ИСХОДНЫЙ ТЕКСТ =
"""

Триумф и трагедия императора - Евгений Викторович Тарле
Казнь Людовика XVI 21 января 1793 г. (гравюра Гельмана с рис. Моне).
Опоздай он немного — и голова его скатилась бы с эшафота еще в том же 1792 году. Это можно утверждать совершенно категорически: дело в том, что в знаменитом «железном шкафу» короля, вскрытом по приказу революционного правительства, оказались два документа, доказывавшие, что еще весной 1791 года Талейран тайно предлагал королю свои услуги; дело было сейчас же после смерти Мирабо, и Талейран имел тогда все основания рассчитывать, что именно ему пойдет приличное вознаграждение, которое за подобные же тайные услуги получал Мирабо. Конечно, Талейран имел в виду обмануть короля. Сделка почему-то расстроилась, но следы Остались, хотя и очень слабые (он был крайне осторожен), и, как сказано, обнаружились. 5 декабря 1792 года декретом Конвента было возбуждено обвинение против Талейрана. Присланное им объяснение не помогло, и он официально был объявлен эмигрантом.
Это было — или казалось — до известной степени жизненным крушением для Талейрана. Путь во Францию был закрыт если не навсегда, то очень надолго. Денег было при себе 750 фунтов стерлингов, и никаких доходов не предвиделось. В Лондоне кишмя-кишели эмигранты-роялисты, которые печатно поспешили заявить, что бывший епископ отенский заслужил за свое поведение, чтобы в случае реставрации его не просто повесили, но колесовали. Правда, были там и другого типа эмигранты, — «люди 1789 года», как их называли, — они относились к Талейрану гораздо терпимее, так что составился небольшой кружок, принимавший его в свою среду. Кстати, приехала в Лондон и госпожа Сталь, у которой были с Талейраном тогда интимные отношения. Зажил он, в конце концов, спокойно, как всегда не показывая вида какой бы то ни было растерянности или угнетенности. Роялистов-эмигрантов он презирал от всей души, главным образом за убогость их умственных средств, в частности за полнейшее, детское непонимание ими всей грандиозности того, что случилось.
Марат. (Гравюра Боссельмана с рис. Раффе)

"""

ЧТО НУЖНО СДЕЛАТЬ =
Приведите заново всё от слов «Опоздай он немного» до слов «был объявлен эмигрантом.» в отрывке о Талейране, изменив одно место: вместо «революционного правительства» напишите «Конвента».

ЗАПИСАННЫЕ СВЕДЕНИЯ =
"""

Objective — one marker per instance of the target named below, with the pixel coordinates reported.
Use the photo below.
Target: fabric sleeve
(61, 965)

"""
"""

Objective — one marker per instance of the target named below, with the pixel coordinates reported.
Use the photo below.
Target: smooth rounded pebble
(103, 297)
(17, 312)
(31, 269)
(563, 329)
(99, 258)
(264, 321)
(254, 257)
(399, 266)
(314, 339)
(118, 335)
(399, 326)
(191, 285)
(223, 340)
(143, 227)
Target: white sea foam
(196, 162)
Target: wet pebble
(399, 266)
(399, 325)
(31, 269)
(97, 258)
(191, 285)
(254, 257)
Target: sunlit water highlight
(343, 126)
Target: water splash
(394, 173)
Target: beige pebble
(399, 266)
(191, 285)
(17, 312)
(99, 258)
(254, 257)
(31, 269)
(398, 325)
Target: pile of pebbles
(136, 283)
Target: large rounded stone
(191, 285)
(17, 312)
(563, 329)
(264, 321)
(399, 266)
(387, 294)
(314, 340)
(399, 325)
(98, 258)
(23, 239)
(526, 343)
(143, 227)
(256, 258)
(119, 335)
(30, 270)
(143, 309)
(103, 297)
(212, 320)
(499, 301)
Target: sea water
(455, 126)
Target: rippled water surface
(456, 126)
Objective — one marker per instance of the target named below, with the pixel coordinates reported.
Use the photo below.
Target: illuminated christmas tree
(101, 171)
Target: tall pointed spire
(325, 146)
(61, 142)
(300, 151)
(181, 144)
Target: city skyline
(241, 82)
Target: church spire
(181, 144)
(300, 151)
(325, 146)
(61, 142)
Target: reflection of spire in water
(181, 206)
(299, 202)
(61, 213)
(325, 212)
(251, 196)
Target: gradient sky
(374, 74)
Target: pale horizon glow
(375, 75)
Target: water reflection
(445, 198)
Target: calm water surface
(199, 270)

"""

ПРАВИЛЬНЫЙ ОТВЕТ =
Опоздай он немного — и голова его скатилась бы с эшафота еще в том же 1792 году. Это можно утверждать совершенно категорически: дело в том, что в знаменитом «железном шкафу» короля, вскрытом по приказу Конвента, оказались два документа, доказывавшие, что еще весной 1791 года Талейран тайно предлагал королю свои услуги; дело было сейчас же после смерти Мирабо, и Талейран имел тогда все основания рассчитывать, что именно ему пойдет приличное вознаграждение, которое за подобные же тайные услуги получал Мирабо. Конечно, Талейран имел в виду обмануть короля. Сделка почему-то расстроилась, но следы Остались, хотя и очень слабые (он был крайне осторожен), и, как сказано, обнаружились. 5 декабря 1792 года декретом Конвента было возбуждено обвинение против Талейрана. Присланное им объяснение не помогло, и он официально был объявлен эмигрантом.